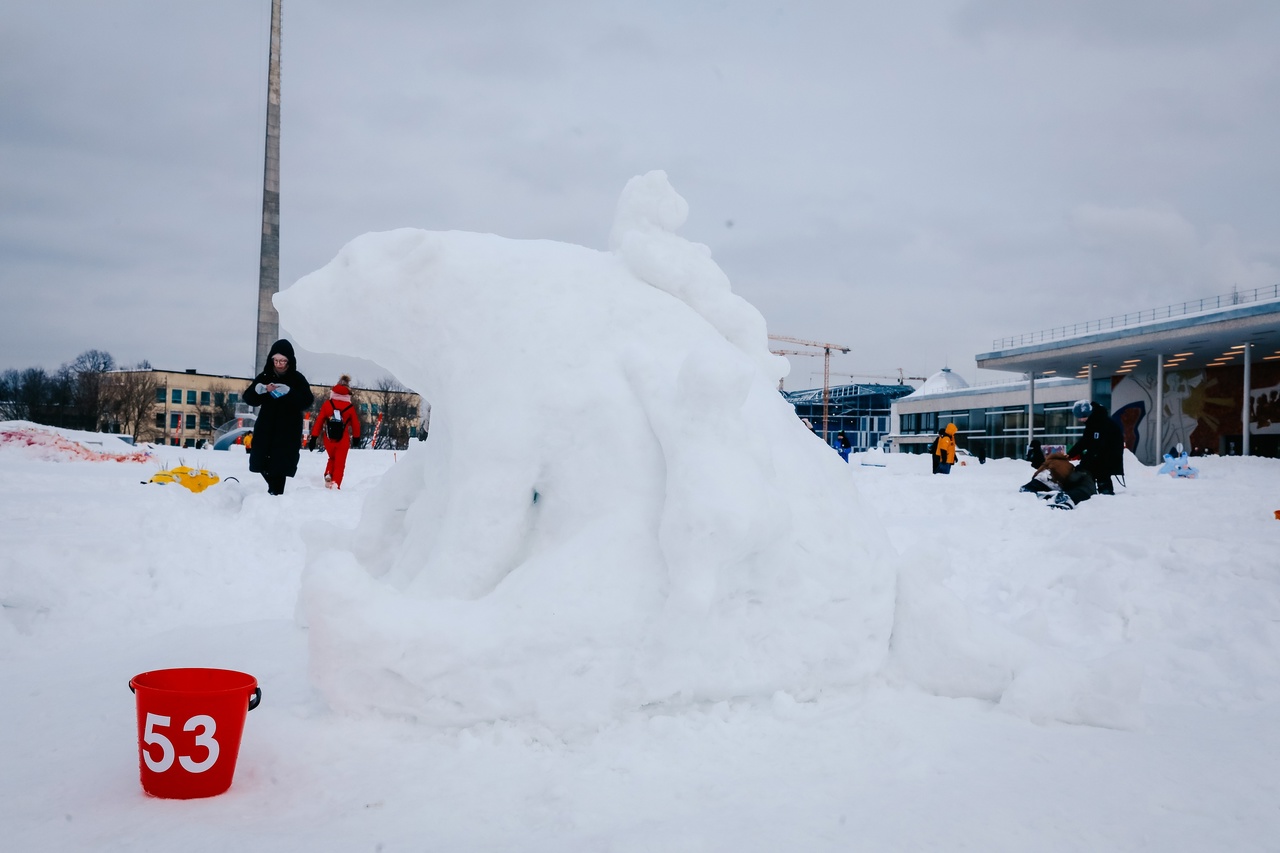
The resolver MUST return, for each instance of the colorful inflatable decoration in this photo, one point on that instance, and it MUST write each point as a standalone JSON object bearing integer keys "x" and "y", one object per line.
{"x": 191, "y": 478}
{"x": 1178, "y": 468}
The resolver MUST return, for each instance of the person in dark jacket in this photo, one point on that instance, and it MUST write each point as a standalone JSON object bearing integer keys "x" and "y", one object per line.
{"x": 282, "y": 395}
{"x": 1101, "y": 447}
{"x": 842, "y": 445}
{"x": 1036, "y": 454}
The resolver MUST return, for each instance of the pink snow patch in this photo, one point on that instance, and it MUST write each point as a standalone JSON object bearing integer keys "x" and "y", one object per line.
{"x": 55, "y": 448}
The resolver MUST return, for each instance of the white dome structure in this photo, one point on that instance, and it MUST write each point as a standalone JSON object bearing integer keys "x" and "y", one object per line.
{"x": 940, "y": 383}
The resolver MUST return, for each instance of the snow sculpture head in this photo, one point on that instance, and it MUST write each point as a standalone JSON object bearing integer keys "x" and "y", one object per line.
{"x": 615, "y": 505}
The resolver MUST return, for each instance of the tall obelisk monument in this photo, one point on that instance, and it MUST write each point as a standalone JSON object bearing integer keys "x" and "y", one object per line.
{"x": 269, "y": 269}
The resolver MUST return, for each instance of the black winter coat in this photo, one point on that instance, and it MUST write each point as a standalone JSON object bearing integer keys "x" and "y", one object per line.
{"x": 1036, "y": 455}
{"x": 1101, "y": 446}
{"x": 278, "y": 429}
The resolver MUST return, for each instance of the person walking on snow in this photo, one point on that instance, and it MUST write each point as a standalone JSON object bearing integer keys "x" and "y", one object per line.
{"x": 282, "y": 395}
{"x": 1101, "y": 445}
{"x": 338, "y": 424}
{"x": 945, "y": 455}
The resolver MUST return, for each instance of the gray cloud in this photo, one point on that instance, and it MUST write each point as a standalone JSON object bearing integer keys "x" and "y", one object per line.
{"x": 912, "y": 181}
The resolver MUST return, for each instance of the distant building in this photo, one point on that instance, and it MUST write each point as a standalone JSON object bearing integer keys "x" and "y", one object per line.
{"x": 988, "y": 418}
{"x": 862, "y": 411}
{"x": 1203, "y": 374}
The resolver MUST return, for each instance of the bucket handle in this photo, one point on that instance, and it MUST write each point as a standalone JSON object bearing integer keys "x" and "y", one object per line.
{"x": 254, "y": 701}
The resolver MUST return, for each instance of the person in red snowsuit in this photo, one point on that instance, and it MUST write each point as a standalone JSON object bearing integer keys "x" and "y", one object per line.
{"x": 337, "y": 424}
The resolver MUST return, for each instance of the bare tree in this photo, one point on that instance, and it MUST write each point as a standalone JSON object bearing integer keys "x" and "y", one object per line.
{"x": 87, "y": 378}
{"x": 131, "y": 396}
{"x": 394, "y": 409}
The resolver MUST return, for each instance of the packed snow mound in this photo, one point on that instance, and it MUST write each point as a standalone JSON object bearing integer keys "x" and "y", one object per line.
{"x": 62, "y": 445}
{"x": 615, "y": 506}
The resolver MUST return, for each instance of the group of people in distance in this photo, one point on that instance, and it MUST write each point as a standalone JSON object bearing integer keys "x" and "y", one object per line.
{"x": 1100, "y": 451}
{"x": 283, "y": 396}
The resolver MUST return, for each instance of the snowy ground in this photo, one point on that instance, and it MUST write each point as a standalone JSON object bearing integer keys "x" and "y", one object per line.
{"x": 1171, "y": 583}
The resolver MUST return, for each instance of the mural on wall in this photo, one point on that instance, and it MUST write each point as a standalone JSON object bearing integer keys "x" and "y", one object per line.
{"x": 1201, "y": 410}
{"x": 1132, "y": 397}
{"x": 1129, "y": 418}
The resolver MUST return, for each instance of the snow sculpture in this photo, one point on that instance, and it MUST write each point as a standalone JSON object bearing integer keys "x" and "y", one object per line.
{"x": 615, "y": 506}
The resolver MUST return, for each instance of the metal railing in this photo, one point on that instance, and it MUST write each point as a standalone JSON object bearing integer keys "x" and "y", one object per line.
{"x": 1137, "y": 318}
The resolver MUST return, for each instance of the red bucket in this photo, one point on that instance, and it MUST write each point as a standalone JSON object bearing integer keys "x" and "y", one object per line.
{"x": 190, "y": 725}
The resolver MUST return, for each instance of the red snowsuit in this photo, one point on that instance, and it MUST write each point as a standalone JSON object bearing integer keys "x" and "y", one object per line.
{"x": 339, "y": 405}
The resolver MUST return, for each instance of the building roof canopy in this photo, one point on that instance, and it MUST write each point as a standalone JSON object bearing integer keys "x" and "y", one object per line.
{"x": 1184, "y": 343}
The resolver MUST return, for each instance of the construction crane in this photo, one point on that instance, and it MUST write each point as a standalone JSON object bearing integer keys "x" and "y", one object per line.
{"x": 826, "y": 369}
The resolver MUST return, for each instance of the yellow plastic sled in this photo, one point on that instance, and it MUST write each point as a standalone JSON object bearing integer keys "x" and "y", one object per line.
{"x": 191, "y": 478}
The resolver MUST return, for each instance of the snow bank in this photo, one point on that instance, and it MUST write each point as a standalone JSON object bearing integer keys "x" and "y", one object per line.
{"x": 615, "y": 506}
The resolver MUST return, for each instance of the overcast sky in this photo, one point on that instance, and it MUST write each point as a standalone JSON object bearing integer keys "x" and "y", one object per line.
{"x": 912, "y": 179}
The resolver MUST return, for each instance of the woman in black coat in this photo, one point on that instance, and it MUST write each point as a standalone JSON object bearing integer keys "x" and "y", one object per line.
{"x": 282, "y": 395}
{"x": 1101, "y": 446}
{"x": 1036, "y": 454}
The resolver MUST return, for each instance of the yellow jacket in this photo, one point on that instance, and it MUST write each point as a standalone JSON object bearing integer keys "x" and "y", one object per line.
{"x": 946, "y": 451}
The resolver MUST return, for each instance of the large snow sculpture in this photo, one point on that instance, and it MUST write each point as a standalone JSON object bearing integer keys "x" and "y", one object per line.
{"x": 615, "y": 506}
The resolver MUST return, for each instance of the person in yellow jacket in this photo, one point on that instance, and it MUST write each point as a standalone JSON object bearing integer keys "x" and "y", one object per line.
{"x": 945, "y": 454}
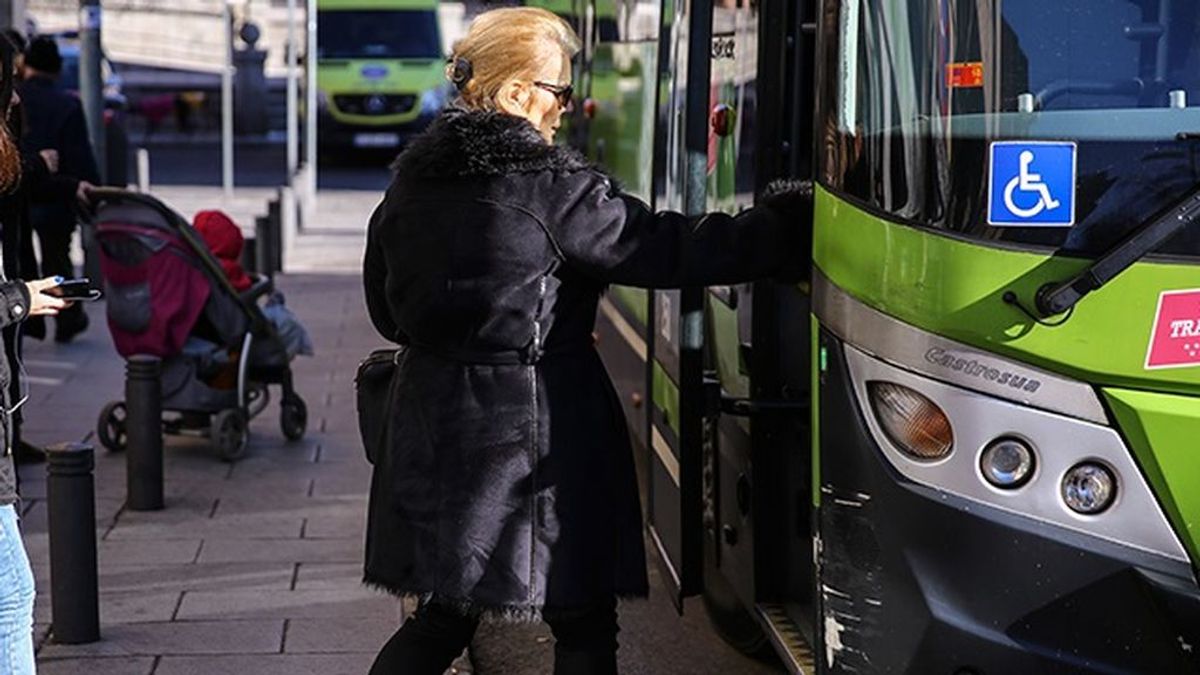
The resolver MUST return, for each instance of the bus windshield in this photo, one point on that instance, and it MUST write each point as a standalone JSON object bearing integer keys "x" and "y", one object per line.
{"x": 378, "y": 34}
{"x": 916, "y": 94}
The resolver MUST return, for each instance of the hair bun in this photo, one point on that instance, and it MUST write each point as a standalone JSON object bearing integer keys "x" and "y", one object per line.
{"x": 460, "y": 72}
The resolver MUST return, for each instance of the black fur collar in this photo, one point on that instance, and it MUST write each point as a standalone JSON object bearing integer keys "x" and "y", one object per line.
{"x": 483, "y": 143}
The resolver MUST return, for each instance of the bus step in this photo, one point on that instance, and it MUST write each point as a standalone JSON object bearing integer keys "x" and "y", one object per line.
{"x": 787, "y": 638}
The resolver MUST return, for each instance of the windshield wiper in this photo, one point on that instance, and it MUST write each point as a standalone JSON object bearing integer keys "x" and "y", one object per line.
{"x": 1059, "y": 297}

━━━━━━━━━━━━━━━━━━━━━━━━━━━━━━

### What the task requires
Return an exact transcription of the material, with its pictures left out.

### Answer section
The resolver MUST return, for each instance of the colorful inflatable decoration in this photo, one point on that instance, and it MUST write each point as a standalone JSON object bearing integer keys "x" and "y", one object per line.
{"x": 191, "y": 478}
{"x": 1178, "y": 468}
The resolver MUST return, for each instance of the person in dark jacket in this photo, one point on that instance, and it MUST write each point as a standalone JSON object bearing integer keys "x" and "y", one object per line.
{"x": 282, "y": 395}
{"x": 1101, "y": 447}
{"x": 842, "y": 445}
{"x": 1036, "y": 454}
The resolver MUST return, for each instance of the pink snow patch in this photo, one point on that instance, and it MUST write each point as a standalone JSON object bearing integer keys "x" and "y", one object per line.
{"x": 55, "y": 448}
The resolver MUST return, for each instance of the white dome structure in this photo, one point on that instance, and it MUST write each point as a standalone JSON object bearing integer keys "x" and "y", one object per line.
{"x": 940, "y": 383}
The resolver MUST return, for each instance of the snow sculpture head in this photo, one point on that instance, and it MUST write each point as a standalone JSON object bearing integer keys "x" and "y", one object per line.
{"x": 615, "y": 505}
The resolver MUST return, for each instance of the tall obelisk monument in this photo, one point on that instance, and it MUST write each point as a standalone JSON object bearing integer keys "x" and "y", one object per line.
{"x": 269, "y": 269}
The resolver MUST return, for each instance of the black winter coat in this photo, one point on that instance, and it MUST write each point as a standalone JSON object bearing integer keys "x" and "y", one object per line.
{"x": 1036, "y": 455}
{"x": 1101, "y": 446}
{"x": 278, "y": 429}
The resolver MUST return, for each instance of the person walking on snow in this photo, one point on that instance, and it MUST write each point as a standalone JSON object bearing integer keys "x" and "y", one object per line.
{"x": 282, "y": 395}
{"x": 1101, "y": 445}
{"x": 338, "y": 424}
{"x": 945, "y": 455}
The resolver MUST return, for each instance of the gray cloud in this photo, one point on that instance, and it MUST write each point as a standalone JSON object bearing integer keys "x" and "y", one object per line.
{"x": 912, "y": 181}
The resolver MUST return, for each instance of the distant building in this photo, one point on that instance, and it MUST write each point as a standalone JSON object bearing integer keys "x" and "y", one object per line.
{"x": 988, "y": 418}
{"x": 862, "y": 411}
{"x": 1203, "y": 374}
The resolver MUST return, for each instance of the bucket handle in this photo, one point on that instance, and it MUST write each point as a standalone JSON object bearing integer keys "x" and "y", one object per line.
{"x": 254, "y": 701}
The resolver MUST return, for each instance of the person in red snowsuit in this photo, one point on that instance, and it MUST write each point as a standalone JSON object bearing integer keys "x" and "y", one object per line.
{"x": 337, "y": 424}
The resolver MUST return, for each instance of the bare tree in this photo, one point on that instance, and it MUST write each point as a standalone JSON object bearing integer keys "x" and "y", one object per line.
{"x": 87, "y": 378}
{"x": 131, "y": 396}
{"x": 394, "y": 409}
The resolver MUST return, for each instance of the packed snow mound in this photo, one point on that instance, and it MUST write each point as a standalone JSON object bearing integer keys "x" and "y", one object per line.
{"x": 62, "y": 445}
{"x": 615, "y": 506}
The resolver MUST return, for each instance of the group of people in distance in this photo, one point on that instance, and it MUST write each point as a standalone JSON object bearing integer keys "x" and "y", one object per line.
{"x": 1100, "y": 451}
{"x": 283, "y": 396}
The resolver MUST return, for each instance of the snowy ground in this photo, one point on that instance, and it MUST write each point as a standalone JSON object bearing integer keys "x" and "y", one object per line.
{"x": 1171, "y": 583}
The resolver MUST return, for each instance of the mural on wall in this photo, one point on that instance, and it MUST write each point as a standalone JSON object bearing integer keys "x" and "y", one object per line.
{"x": 1201, "y": 410}
{"x": 1132, "y": 397}
{"x": 1129, "y": 418}
The resolver MUST return, for each instance of the snow sculpture in this photo, one point on that instance, and it MUST write each point as a standalone JSON object bearing integer keys "x" and "y", one object per line.
{"x": 615, "y": 506}
The resolver MUST return, for each instance of the metal railing in this photo, one point on that instance, and it MUST write each point as a standalone JSON object bearing integer keys "x" and "y", one object per line.
{"x": 1137, "y": 318}
The resolver MUST return, for each instance of the red bucket in this photo, one point on that instance, and it MUST write each point as a standalone JSON object bearing integer keys "x" and "y", one object per line.
{"x": 190, "y": 725}
The resolver MUST return, for each instance of the red snowsuit in this photo, one point on that instance, and it MUST write each point as a standalone JSON object bearing integer keys "x" and "y", one object per line.
{"x": 339, "y": 405}
The resolver MUST return, for each instance of the building roof canopy in this photo, one point on that instance, and it MUST write each point as a standalone JSON object bearing integer keys "x" and "y", one object per line.
{"x": 1184, "y": 343}
The resolver MUST return, for each instance of the construction crane in this photo, one point on that instance, and it MUST write each point as a standalone JSON object bearing integer keys "x" and "y", one object per line.
{"x": 826, "y": 369}
The resolver MUST return, for each instance of the yellow plastic sled in this photo, one point on that instance, and it MUST write each point as a standalone JSON object bearing integer keys "x" and "y", one object per line.
{"x": 191, "y": 478}
The resolver MUST return, for each instance of the snow bank in this photo, one point on that instance, and it MUST write each point as a standalone JSON object bearing integer keys "x" and "y", one object per line.
{"x": 615, "y": 506}
The resolver MUST return, for each instance of the overcast sky in this photo, one point on that instance, and it MUST write each point as a standalone JSON object bearing integer keys "x" and "y", one object per line.
{"x": 912, "y": 179}
The resolver MUST return, for each instance of the woman in black coat in this photo, one point on that instance, and it MUST write each point as a standalone JSON object bearing integer keys "x" and "y", one object per line.
{"x": 282, "y": 395}
{"x": 1101, "y": 446}
{"x": 1036, "y": 454}
The resolver MUST return, for each instance of the yellow jacket in this photo, one point on that instance, and it MUST write each point as a standalone JSON object bearing integer keys "x" and "y", one object per line.
{"x": 946, "y": 451}
The resolver MUST return, for each instance of the large snow sculpture in this photo, one point on that instance, and it MUST write each point as a standalone JSON object bearing integer keys "x" and "y", one object per line.
{"x": 615, "y": 506}
The resolver MUST return, for each instance of the person in yellow jacket in this photo, one point on that instance, and it MUST write each point as a standalone JSON object bearing integer keys "x" and "y", one object per line.
{"x": 945, "y": 454}
The resolver MUST return, for each instance of the bus windshield in this photo, one point on that instance, and it MUST write each point as a standalone JSON object bearing integer keys "x" and "y", one object per line.
{"x": 378, "y": 34}
{"x": 916, "y": 94}
The resolver MUST return, for each instance of the hair bun in this photo, one point on that instance, and it MUST write each point as a standalone JSON object bearing integer keys "x" and "y", one object per line.
{"x": 460, "y": 72}
The resolver MUST return, for each instance of the black fur collar in this photo, one point on that instance, and it MUST write each point as a standalone JSON object bearing integer keys "x" and "y", one object per line.
{"x": 483, "y": 143}
The resolver MUST return, for each instance of the bus step in this photo, one point on that instance, and it MUST write each point as a standalone JSON object bearing integer keys "x" and "y", one object per line.
{"x": 787, "y": 638}
The resolver MUST return, for each instance of the windshield wiper in this photo, one point on that instance, and it MUST write each point as a standalone JSON object bearing integer keys "x" and "y", one object per line.
{"x": 1059, "y": 297}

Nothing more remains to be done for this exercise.